*WHAT TO PRODUCE*. Even the shortest line counts, so transcribe all the data exactly.

(Region pointing data)
%%
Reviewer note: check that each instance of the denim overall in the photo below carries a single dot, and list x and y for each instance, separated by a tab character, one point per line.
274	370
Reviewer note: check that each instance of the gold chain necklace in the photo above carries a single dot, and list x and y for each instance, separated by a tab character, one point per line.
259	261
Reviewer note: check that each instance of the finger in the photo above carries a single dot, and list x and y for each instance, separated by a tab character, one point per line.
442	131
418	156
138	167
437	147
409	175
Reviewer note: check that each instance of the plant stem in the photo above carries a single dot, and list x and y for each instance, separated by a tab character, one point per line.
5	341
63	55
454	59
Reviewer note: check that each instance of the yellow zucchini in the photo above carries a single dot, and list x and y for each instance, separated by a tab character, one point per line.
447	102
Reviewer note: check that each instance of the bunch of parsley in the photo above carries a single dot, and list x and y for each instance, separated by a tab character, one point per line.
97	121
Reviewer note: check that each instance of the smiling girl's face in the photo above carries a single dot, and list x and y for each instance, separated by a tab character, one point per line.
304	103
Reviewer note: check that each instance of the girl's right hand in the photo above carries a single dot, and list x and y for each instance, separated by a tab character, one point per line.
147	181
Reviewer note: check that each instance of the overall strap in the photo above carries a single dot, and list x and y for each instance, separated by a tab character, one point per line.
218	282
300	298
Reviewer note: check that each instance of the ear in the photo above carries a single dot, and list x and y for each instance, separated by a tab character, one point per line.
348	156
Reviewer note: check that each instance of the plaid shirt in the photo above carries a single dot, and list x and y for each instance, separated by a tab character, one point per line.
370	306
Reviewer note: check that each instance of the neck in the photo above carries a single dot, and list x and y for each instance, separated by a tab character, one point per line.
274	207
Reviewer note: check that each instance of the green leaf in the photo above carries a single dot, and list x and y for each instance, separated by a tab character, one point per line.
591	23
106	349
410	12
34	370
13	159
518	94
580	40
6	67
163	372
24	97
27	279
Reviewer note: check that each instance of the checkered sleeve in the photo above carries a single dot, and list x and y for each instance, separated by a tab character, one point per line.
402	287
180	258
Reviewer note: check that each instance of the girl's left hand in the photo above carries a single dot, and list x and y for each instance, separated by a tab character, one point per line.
%%
*RESPONSE*.
Reviewer note: check that each instance of the denim overall in the photo below carries a single dot, and list x and y for each instance, separated by a tab character, one point per line.
274	370
Reviewer note: check that each instance of the gold chain necklace in the photo above carries a single dot, and list x and y for each instance, separated by a tab character, one point per line.
259	261
Reviewer note: check that each instance of the finger in the photo above carries a single dot, and list x and y for each instance, separated by a tab character, one point per line.
442	131
418	156
138	167
437	147
409	175
Reviewer note: check that each instance of the plant stem in the photo above carries a single dot, and list x and y for each instance, separated by a tab character, one point per line.
5	341
63	55
454	59
Reviewer note: check that each instance of the yellow zucchini in the photo above carries a single dot, and list x and y for each instance, separated by a tab character, one point per line.
447	102
Reviewer note: check that each instance of the bunch of parsley in the photo above carries a single dot, and list x and y for each instance, separated by a tab character, one point per line.
97	121
Reviewer note: check that each instance of the smiling girl's face in the photo above carries a single dot, and list x and y for each instance, separated by a tab character, one point per line.
304	103
Reviewer note: check that each instance of the girl's right hand in the photo above carries a single dot, and list x and y for each instance, separated by a tab character, one point per line.
147	181
Reviewer note: check that each instance of the overall strap in the photo above carries a single dot, and list x and y for each instance, separated by a tab character, one point per line.
218	282
300	298
Reviewer note: check that each instance of the ear in the photo above carries a single dot, and list x and y for each instance, separated by a tab character, one point per line.
348	156
Reviewer note: check that each instance of the plaid shirt in the photo above carries a single dot, and list x and y for each instance, separated by a tab character, one point per line.
370	306
Reviewer note: check that each instance of the neck in the photo above carries a single dot, and list x and y for each instance, separated by a tab character, one point per line.
274	207
Reviewer note: check that each instance of the green leaf in the photo above carries a single dot, and list x and y for each instance, separated by a tab character, one point per line.
591	23
106	349
410	12
34	370
13	159
518	94
580	40
6	67
163	372
24	97
27	279
Reviewer note: check that each instance of the checkered sleeve in the photo above carries a single dot, and list x and y for each instance, separated by a tab character, one point per line.
402	287
180	258
Reviewer note: check that each instance of the girl's left hand in the photo above carries a single dot, and list x and y for each instance, separated by a tab character, one point per line.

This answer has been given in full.